--- THE RECORDS ---

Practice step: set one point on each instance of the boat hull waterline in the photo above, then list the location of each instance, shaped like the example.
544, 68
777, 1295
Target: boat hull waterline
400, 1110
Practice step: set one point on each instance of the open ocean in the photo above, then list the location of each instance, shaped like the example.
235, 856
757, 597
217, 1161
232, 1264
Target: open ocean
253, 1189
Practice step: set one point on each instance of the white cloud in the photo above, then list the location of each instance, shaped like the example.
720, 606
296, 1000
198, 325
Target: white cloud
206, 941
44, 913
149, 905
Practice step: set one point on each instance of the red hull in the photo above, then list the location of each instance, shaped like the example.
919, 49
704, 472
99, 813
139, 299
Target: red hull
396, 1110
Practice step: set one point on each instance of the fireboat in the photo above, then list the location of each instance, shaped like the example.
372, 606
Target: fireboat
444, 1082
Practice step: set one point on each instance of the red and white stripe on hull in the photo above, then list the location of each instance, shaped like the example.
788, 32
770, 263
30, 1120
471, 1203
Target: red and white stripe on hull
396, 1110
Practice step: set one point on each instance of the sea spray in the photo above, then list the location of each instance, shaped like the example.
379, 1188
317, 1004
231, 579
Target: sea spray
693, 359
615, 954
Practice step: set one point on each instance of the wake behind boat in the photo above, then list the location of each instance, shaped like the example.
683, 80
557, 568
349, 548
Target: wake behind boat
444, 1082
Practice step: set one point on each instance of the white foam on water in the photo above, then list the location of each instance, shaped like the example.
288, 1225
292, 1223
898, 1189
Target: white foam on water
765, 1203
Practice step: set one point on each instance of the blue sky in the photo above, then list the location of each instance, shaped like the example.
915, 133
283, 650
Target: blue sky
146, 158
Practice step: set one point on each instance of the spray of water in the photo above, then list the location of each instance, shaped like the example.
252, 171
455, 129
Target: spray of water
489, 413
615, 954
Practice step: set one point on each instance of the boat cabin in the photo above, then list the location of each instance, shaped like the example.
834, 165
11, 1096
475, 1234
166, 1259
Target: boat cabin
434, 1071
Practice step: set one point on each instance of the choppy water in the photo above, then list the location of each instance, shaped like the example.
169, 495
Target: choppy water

---

[WHAT YOU NEED TO DO]:
Please quote the data above in full, with no line missing.

[THE OUTPUT]:
Practice step: set one point on each instance of the boat hull waterline in the photo above, then list the location of each instance, shaped like the example.
544, 68
777, 1295
Target: boat hull waterline
400, 1110
Practice step: set one point on each instance of the open ocean in the photo above, then list the location of each instance, shaped like the example.
235, 856
757, 597
217, 1161
232, 1264
Target: open ocean
253, 1189
Practice step: set one point on each instance of the white cloud in the photo above, then list the location of each instance, shaped like the example.
720, 606
296, 1000
198, 325
Target: white cloud
206, 941
44, 913
149, 905
Practice step: set one point on each instance of the red hull in the photo above, then list the location of each instance, shaped like the example.
919, 49
704, 472
99, 813
139, 299
Target: red hull
396, 1110
Practice step: set one point on each instance of the fireboat in the photo above, then list the location of each instance, shaped like the example.
372, 606
Target: fireboat
444, 1082
Practice step: set one point on each instance of the red and white stripe on hull in the photo above, then list the location of each instance, shaped like the example.
788, 32
770, 263
30, 1120
471, 1203
Target: red and white stripe on hull
396, 1110
Practice step: set one point on each instance of the sea spray in the photo above, then list the location of each instance, shaped like the example.
379, 1188
317, 1004
231, 579
Target: sea spray
693, 359
615, 954
Practice step: set one point on each instance of the wake behind boat in the photo above, then list the location of each instance, shaped like the example.
683, 80
557, 568
349, 548
Target: wake behind boat
444, 1082
Practice step: set one point on each instance of the white foam on water in the photo above, then list the location of each instance, shaped like the example.
288, 1225
292, 1223
898, 1189
Target: white foam on water
765, 1203
Practice step: set one point on each instance of the blue sky in the photo above, then list the location of each instance, shaped like the example.
915, 133
283, 650
Target: blue sky
146, 158
Practice step: set one point on each instance of the spray of water in the photo above, then list the location of each instance, shaped like the example.
252, 171
455, 129
Target: spray of water
489, 413
615, 954
Practice step: set one point on each instance of the boat cabin in the photo above, then list the location of each instance, shaped like the example.
834, 165
11, 1096
475, 1234
166, 1259
Target: boat cabin
434, 1071
Practice step: set one point on each instance of the choppy water in the photo above, then list the location of each instance, shaped like the example.
169, 495
Target: choppy water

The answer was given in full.